Exercise goal: Collect every line in the records below that contains the string "integer", and treat uppercase and lowercase as different.

Provided data:

* * * * * * * * *

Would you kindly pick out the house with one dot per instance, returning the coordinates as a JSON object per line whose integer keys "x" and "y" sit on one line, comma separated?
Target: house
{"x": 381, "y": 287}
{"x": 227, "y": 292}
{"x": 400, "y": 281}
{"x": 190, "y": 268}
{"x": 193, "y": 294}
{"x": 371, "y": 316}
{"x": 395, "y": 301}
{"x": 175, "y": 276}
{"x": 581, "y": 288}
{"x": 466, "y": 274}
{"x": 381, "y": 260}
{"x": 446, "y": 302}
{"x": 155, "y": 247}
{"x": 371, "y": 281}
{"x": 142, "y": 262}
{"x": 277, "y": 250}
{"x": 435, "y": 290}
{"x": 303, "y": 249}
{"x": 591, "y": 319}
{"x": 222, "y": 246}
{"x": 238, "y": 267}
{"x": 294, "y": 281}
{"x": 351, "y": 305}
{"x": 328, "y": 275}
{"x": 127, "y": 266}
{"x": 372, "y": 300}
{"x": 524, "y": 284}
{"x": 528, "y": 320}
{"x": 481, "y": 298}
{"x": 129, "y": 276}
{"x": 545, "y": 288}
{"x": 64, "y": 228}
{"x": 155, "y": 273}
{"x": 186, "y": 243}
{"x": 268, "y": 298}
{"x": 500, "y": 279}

* * * * * * * * *

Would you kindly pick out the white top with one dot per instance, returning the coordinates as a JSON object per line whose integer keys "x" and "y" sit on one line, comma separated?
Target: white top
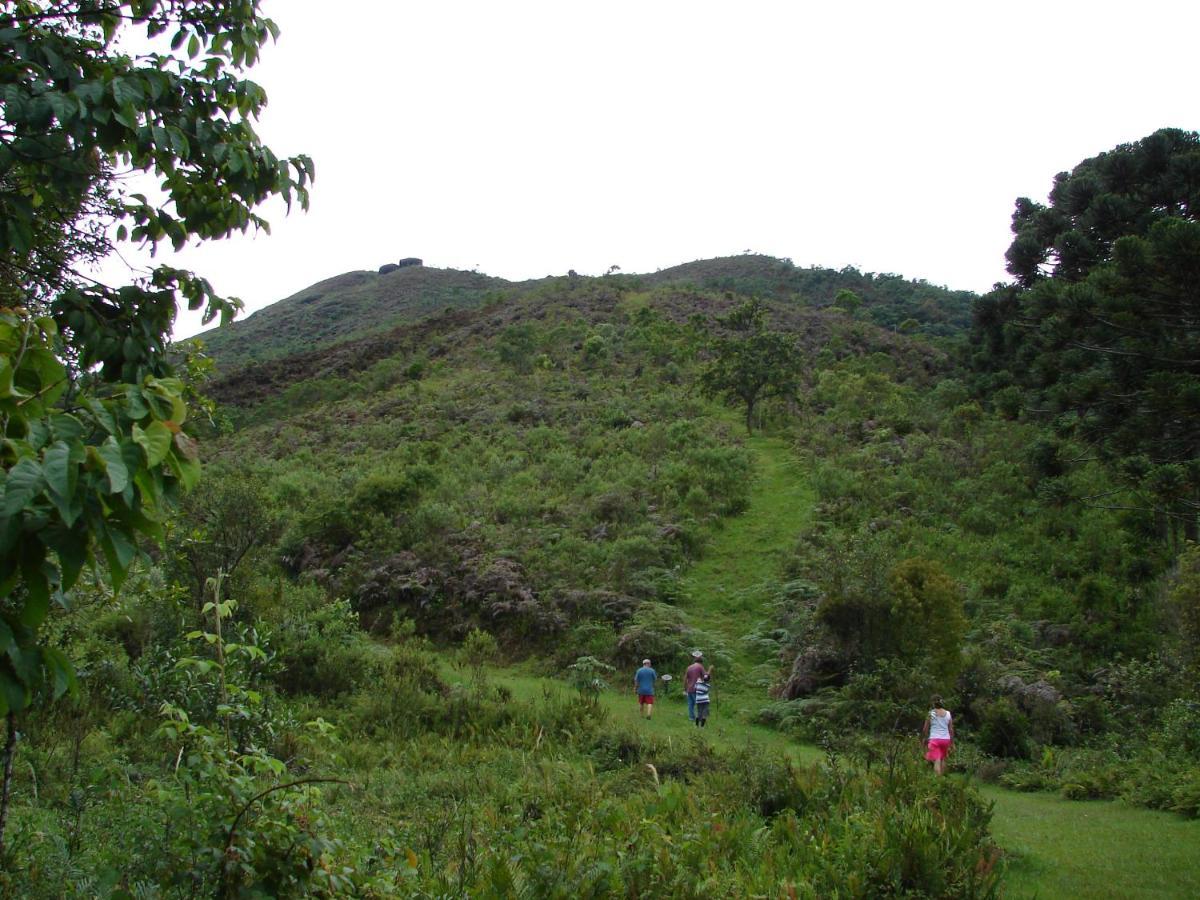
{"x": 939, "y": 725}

* * * * * * * * *

Task answer:
Would you kindly pick out the house with one dot per instance, returning the coordinates as a JSON object per line whose integer keys "x" and "y" sit on one line, comma separated?
Would you kindly pick out the white top with one dot per instance, returning the coordinates as a JSON object per line whose integer keys "x" and "y" sit on one line, comma separated?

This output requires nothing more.